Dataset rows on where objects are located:
++++

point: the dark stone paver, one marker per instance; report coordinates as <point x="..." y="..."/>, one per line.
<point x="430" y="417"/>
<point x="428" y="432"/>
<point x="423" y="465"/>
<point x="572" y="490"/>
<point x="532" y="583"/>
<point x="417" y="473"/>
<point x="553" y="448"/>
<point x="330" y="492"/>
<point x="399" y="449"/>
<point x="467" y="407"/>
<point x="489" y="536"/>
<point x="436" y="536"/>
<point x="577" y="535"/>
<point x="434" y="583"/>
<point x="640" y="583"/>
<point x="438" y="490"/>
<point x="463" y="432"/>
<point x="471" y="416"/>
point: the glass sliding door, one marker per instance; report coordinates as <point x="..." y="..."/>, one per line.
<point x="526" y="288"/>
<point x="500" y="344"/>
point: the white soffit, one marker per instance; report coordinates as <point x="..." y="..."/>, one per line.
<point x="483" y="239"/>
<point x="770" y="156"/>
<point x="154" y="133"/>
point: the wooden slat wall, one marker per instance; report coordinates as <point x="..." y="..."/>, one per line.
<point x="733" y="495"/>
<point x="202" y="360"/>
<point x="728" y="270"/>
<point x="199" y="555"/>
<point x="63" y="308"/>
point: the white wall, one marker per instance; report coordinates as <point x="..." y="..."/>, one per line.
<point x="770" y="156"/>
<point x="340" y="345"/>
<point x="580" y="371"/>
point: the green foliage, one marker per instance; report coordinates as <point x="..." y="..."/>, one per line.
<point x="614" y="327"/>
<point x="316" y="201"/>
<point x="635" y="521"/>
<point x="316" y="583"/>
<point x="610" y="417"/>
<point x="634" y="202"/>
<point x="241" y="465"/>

++++

◆ Task prompt ◆
Rewrite the listing above, switching every "marker" to "dot" and leaving everything else as it is.

◆ Full output ◆
point: the dark stone paver, one dot per instance; report coordinates as <point x="..." y="..."/>, one per line.
<point x="430" y="417"/>
<point x="428" y="432"/>
<point x="423" y="465"/>
<point x="572" y="490"/>
<point x="532" y="583"/>
<point x="417" y="473"/>
<point x="553" y="448"/>
<point x="330" y="492"/>
<point x="399" y="449"/>
<point x="467" y="407"/>
<point x="489" y="536"/>
<point x="436" y="536"/>
<point x="577" y="535"/>
<point x="434" y="583"/>
<point x="640" y="583"/>
<point x="438" y="490"/>
<point x="463" y="432"/>
<point x="471" y="416"/>
point: the glass sliding door, one dot per instance; report coordinates as <point x="..." y="..."/>, one per line.
<point x="526" y="288"/>
<point x="500" y="344"/>
point: the white soffit, one dot per instance; report coordinates as <point x="..." y="..."/>, one per line.
<point x="483" y="239"/>
<point x="770" y="156"/>
<point x="154" y="133"/>
point: the wooden slat wall, one dot per instance; report coordinates as <point x="..." y="..."/>, one per line.
<point x="733" y="495"/>
<point x="202" y="360"/>
<point x="728" y="270"/>
<point x="199" y="555"/>
<point x="63" y="308"/>
point: the white wall, one dot per instance; report coordinates as <point x="..." y="..."/>, one per line.
<point x="770" y="156"/>
<point x="340" y="345"/>
<point x="580" y="371"/>
point: the green foliage, one dot per instance; report coordinates as <point x="..." y="..."/>, one per line.
<point x="614" y="327"/>
<point x="316" y="201"/>
<point x="635" y="521"/>
<point x="316" y="583"/>
<point x="610" y="417"/>
<point x="634" y="202"/>
<point x="241" y="465"/>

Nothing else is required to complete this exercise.